### TASK INPUT

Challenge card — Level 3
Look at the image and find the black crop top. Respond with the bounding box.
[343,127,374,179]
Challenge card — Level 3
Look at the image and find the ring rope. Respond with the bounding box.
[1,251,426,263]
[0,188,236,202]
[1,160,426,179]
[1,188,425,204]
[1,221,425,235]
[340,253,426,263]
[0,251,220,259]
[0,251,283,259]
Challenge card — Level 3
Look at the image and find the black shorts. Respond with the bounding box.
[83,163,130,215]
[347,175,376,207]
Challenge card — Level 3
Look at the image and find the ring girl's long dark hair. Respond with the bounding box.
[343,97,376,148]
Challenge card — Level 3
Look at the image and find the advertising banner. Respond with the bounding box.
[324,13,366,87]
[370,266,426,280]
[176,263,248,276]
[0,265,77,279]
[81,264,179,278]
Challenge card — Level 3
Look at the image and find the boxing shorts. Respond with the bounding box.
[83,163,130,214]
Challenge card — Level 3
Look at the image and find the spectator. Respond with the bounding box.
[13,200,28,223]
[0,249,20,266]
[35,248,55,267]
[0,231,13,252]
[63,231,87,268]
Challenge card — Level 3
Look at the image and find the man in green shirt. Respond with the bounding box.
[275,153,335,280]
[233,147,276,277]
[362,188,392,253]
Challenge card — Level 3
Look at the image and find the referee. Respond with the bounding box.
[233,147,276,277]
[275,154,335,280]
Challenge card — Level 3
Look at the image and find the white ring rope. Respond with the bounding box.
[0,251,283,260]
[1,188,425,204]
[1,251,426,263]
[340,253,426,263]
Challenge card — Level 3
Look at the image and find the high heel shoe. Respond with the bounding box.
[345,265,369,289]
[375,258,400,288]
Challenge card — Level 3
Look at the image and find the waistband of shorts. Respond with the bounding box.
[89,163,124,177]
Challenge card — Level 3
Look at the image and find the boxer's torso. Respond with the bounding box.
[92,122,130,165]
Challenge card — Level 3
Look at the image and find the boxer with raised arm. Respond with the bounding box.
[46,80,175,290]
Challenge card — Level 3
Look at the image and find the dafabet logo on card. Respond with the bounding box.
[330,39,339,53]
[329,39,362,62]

######

## ASSIGNED TASK
Your answer should consist of the lines from the line with "Look at the image and find the black shorts." through the last line of the data, set down exactly, both included.

## SOLUTION TO THE PROBLEM
Look at the image and find the black shorts. Respond with the bounding box.
[83,163,130,215]
[347,175,376,207]
Challenge card — Level 3
Look at the image and find the ring girl's long dark hair. Respond with the bounding box.
[343,97,376,148]
Challenge card — Level 3
Look at the image and find the advertising banner. Respond with the bounding box.
[324,13,366,87]
[370,266,426,280]
[176,263,248,276]
[0,265,77,279]
[81,264,179,278]
Challenge card — Level 3
Look at the image and find the boxing shorts. Respond with the bounding box.
[83,163,130,214]
Challenge card — Level 3
Look at the image and find the spectator. Respond with the bounding box.
[13,200,28,223]
[0,249,20,266]
[35,248,55,267]
[0,231,13,252]
[63,231,87,268]
Challenge card — Level 3
Look at the image and find the man in green shirt. Respond with the bounding box.
[275,153,335,280]
[233,147,276,277]
[362,188,392,253]
Challenge card — Level 3
Look at the image and find the referee. Respond with the bounding box.
[233,147,276,277]
[275,154,335,280]
Challenge card — Level 3
Look at the image and find the white ring rope. Respond with the bounding box.
[0,251,283,260]
[1,188,425,204]
[1,251,426,263]
[340,253,426,263]
Challenge card — Level 3
Look at the image and find the high heel shoe. Respond with the bounding box.
[345,265,369,289]
[375,258,400,288]
Challenge card — Level 3
Look at the image and find the waistband of shorts. Respond with the bounding box.
[89,163,124,177]
Challenge card — Level 3
Look at the image and find the boxer's torso. Respond with the bounding box.
[92,122,130,165]
Challenge card — Level 3
Look at the image and find the boxer with raised arm. Respond with the bounding box.
[46,80,175,290]
Challenge card — Level 3
Look at the image and find the dafabet logo on card. Respond with the bounding box.
[330,39,339,53]
[329,39,362,62]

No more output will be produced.